→ Aim
From the GST text below, list every case in which IGST is levied.

→ Text extract

State taxes that get subsumed within the GST are:

(a) State VAT,

(b) Central Sales Tax,

(c) Purchase Tax,

(d) Luxury Tax,

(e) Entry Tax (All forms),

(f) Entertainment Tax and Amusement Tax (except those levied by the local bodies),

(g) Tax on advertisements,

(h) Tax on lotteries, betting and gambling,

(i) State cesses and surcharges in so far as they relate to the supply of goods and services

How tax is levied in GST?

GST levy is based on the nature of the transaction.  There are two types of supplies.

  • Intra-state 
  • Inter-state

When the location of the supplier and place of supply both are in the same state. It is called intra-state supply. In this case CGST and SGST are levied. Generally the rate of CGST and SGST is half od IGST. They combine equate IGST. CGST is a portion of the center’s share in the tax of a particular transaction. SGST is the state’s share in tax for a transaction. You can see in the image how it works.


In the case of Inter- state supply only one tax is levied. But IGST covers some other scenarios also. In the following cases IGST is levied:

  • When the location of the supplier is in different state fro the state of the place of supply
  • Exports from India are always treated as inter state supply
  • Import into the territory of India are also treated as inter state supply
  • Supply to SEZ unit or developer is also treated as inter-state supply

In all of the above cases, IGST is levied. 


How to decide the amount of tax payable under GST?

GST is charged on the transaction value. Now what is transaction value? section 15 of the CGST Act provides that the price actually paid for a particular transaction is transaction value. Thus in your case the tax will be charged on the actual amount recovered for the purpose of supply.

→ Source data
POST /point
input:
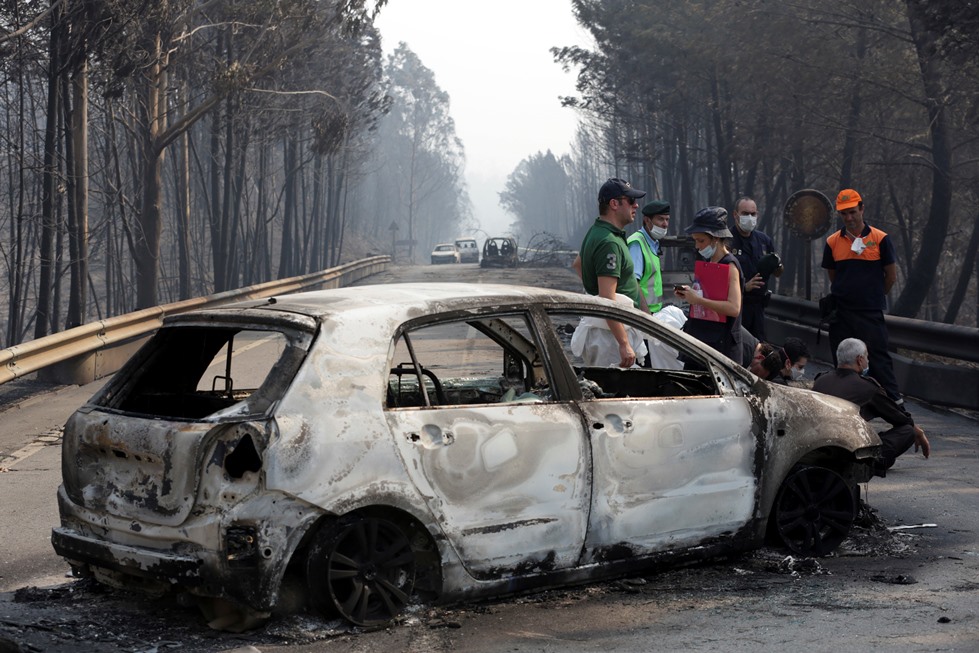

→ Finished exercise
- The supplier is located in a different state from the place of supply.
- Exports from India, which are always treated as inter-state supply.
- Imports into the territory of India, which are also treated as inter-state supply.
- Supply to an SEZ unit or developer, which is also treated as inter-state supply.